Data -

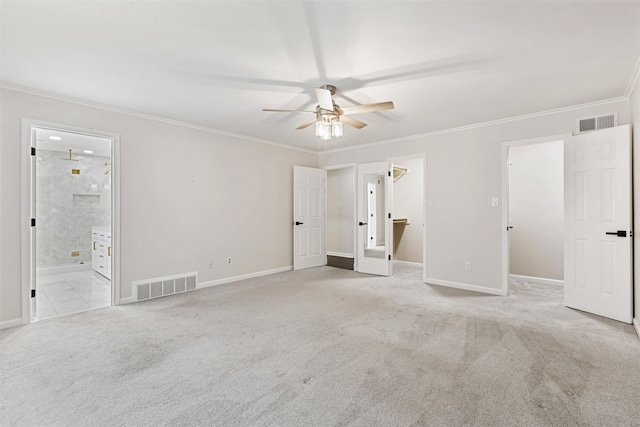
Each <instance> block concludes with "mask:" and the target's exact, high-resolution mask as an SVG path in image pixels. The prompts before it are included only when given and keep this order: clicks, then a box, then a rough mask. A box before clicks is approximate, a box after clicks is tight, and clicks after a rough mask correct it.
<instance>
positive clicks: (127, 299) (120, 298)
mask: <svg viewBox="0 0 640 427" xmlns="http://www.w3.org/2000/svg"><path fill="white" fill-rule="evenodd" d="M134 302H136V298H135V297H134V296H133V295H132V296H130V297H126V298H120V302H119V303H118V305H126V304H132V303H134Z"/></svg>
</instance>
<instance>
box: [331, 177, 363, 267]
mask: <svg viewBox="0 0 640 427" xmlns="http://www.w3.org/2000/svg"><path fill="white" fill-rule="evenodd" d="M354 179H355V168H354V167H349V168H341V169H332V170H328V171H327V225H326V236H327V237H326V245H327V252H334V253H340V254H343V255H350V256H351V257H354V256H355V255H354V248H353V239H354V236H353V233H354V224H355V213H354V211H353V210H354V209H353V208H354V205H355V203H354V200H355V196H356V195H355V188H354V183H355V181H354Z"/></svg>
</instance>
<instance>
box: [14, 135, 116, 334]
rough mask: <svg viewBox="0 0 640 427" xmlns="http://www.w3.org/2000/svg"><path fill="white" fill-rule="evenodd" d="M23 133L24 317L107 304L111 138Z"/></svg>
mask: <svg viewBox="0 0 640 427" xmlns="http://www.w3.org/2000/svg"><path fill="white" fill-rule="evenodd" d="M28 131H29V142H30V144H29V149H30V153H28V154H30V161H29V164H30V168H29V169H30V174H29V175H30V177H31V179H30V181H31V183H30V190H31V191H30V196H31V197H30V203H29V204H30V212H31V217H32V218H33V219H32V220H31V224H29V225H30V226H31V227H30V229H31V230H30V243H31V244H30V245H29V248H30V254H29V256H28V257H29V260H30V262H29V267H28V269H29V274H28V277H29V283H28V289H27V293H28V295H29V297H30V298H29V304H28V307H25V308H26V311H27V312H28V321H37V320H43V319H48V318H52V317H59V316H64V315H68V314H73V313H79V312H83V311H88V310H92V309H97V308H103V307H108V306H111V305H113V304H115V303H116V302H117V299H116V289H117V287H116V286H115V283H114V280H112V279H114V276H115V274H114V271H115V268H114V267H115V265H116V264H117V263H116V262H114V260H115V258H116V257H115V255H116V250H115V245H114V243H115V240H116V239H115V235H114V233H113V231H114V224H115V219H116V218H115V217H114V212H115V209H114V201H115V200H116V198H115V197H114V190H115V186H114V181H115V177H114V175H115V172H116V171H115V170H114V153H115V142H116V141H117V138H116V137H114V136H111V135H109V134H95V133H93V132H87V131H84V130H78V129H70V128H67V127H64V126H56V125H43V124H31V125H29V129H28ZM32 148H33V149H32ZM23 317H24V315H23Z"/></svg>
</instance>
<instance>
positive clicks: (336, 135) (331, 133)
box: [331, 121, 342, 136]
mask: <svg viewBox="0 0 640 427" xmlns="http://www.w3.org/2000/svg"><path fill="white" fill-rule="evenodd" d="M331 135H333V136H342V122H338V121H335V122H333V123H332V124H331Z"/></svg>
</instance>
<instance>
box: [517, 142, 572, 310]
mask: <svg viewBox="0 0 640 427" xmlns="http://www.w3.org/2000/svg"><path fill="white" fill-rule="evenodd" d="M505 149H506V154H507V156H506V158H507V177H506V178H507V179H506V191H507V196H508V197H506V198H505V205H506V211H507V212H506V215H507V221H508V222H507V225H506V229H507V231H508V232H507V233H506V235H507V242H506V243H507V248H506V252H507V263H506V267H507V269H508V270H507V277H508V278H507V281H506V284H505V286H506V290H507V291H506V292H505V293H507V292H508V289H510V286H514V285H515V286H529V285H530V284H540V285H550V286H556V287H558V291H559V293H558V295H559V298H561V297H562V293H561V290H562V288H561V287H562V285H563V283H564V142H563V140H562V139H561V138H558V137H552V138H544V139H535V140H530V141H520V142H517V143H508V144H507V145H506V147H505Z"/></svg>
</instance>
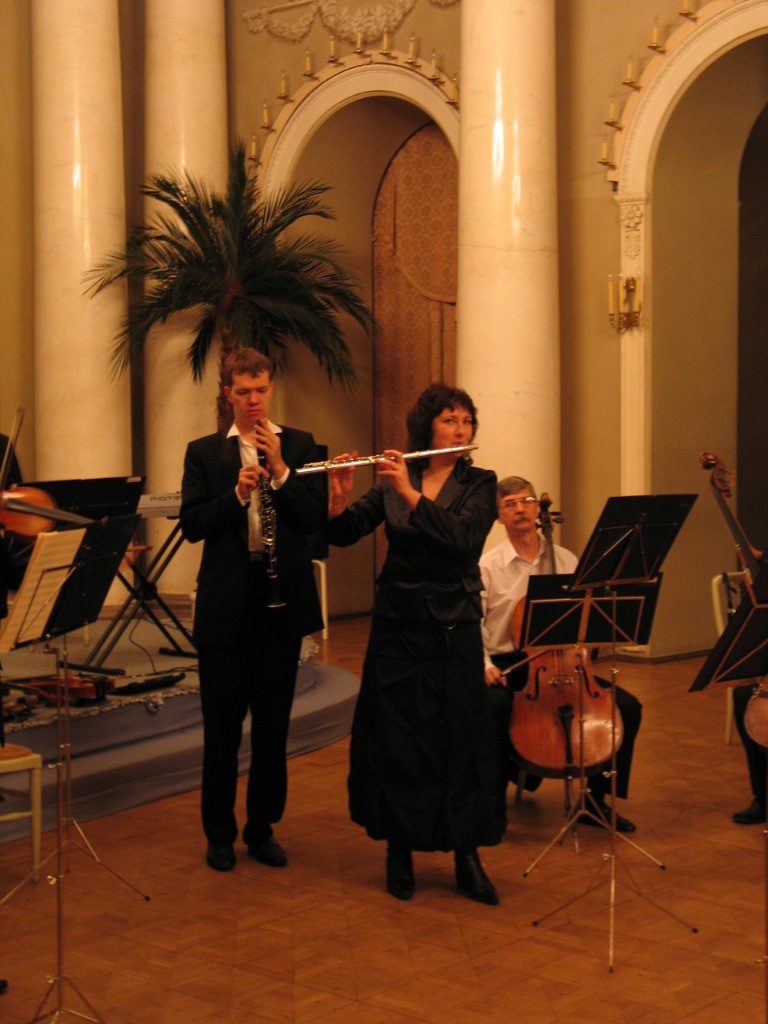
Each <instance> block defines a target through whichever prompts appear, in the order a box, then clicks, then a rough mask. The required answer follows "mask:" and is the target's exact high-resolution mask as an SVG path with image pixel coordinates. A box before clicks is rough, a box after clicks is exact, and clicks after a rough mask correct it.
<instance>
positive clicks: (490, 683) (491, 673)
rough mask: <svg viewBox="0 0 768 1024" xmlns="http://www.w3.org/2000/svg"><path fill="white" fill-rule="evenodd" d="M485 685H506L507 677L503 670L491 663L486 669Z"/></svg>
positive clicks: (496, 685)
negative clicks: (502, 670)
mask: <svg viewBox="0 0 768 1024" xmlns="http://www.w3.org/2000/svg"><path fill="white" fill-rule="evenodd" d="M485 685H486V686H506V685H507V677H506V676H505V675H504V673H503V672H501V671H500V670H499V669H497V667H496V666H495V665H489V666H488V667H487V669H485Z"/></svg>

Required action - Whenever a line above includes "with", copy it in full.

Written response -
Each <instance> block concludes with "mask:" and the target's exact, high-resolution mask as an SVG path in image pixels. The prompts before it are included only when given and keep this order: clicks, then a box, then a rough mask. A box before clicks is approximate, a box after clicks is tight, and clicks after a rough mask correct it.
Each <instance> block defines a target through whichever prompts appear, in the order a box, then clicks, then a rough mask. The required answer follows "mask:" and is the target's exact high-resolution mask as an SVG path with image pixel coordinates. A box before clicks is rough, a box after clicks is exact, and clicks after a rough mask correct it.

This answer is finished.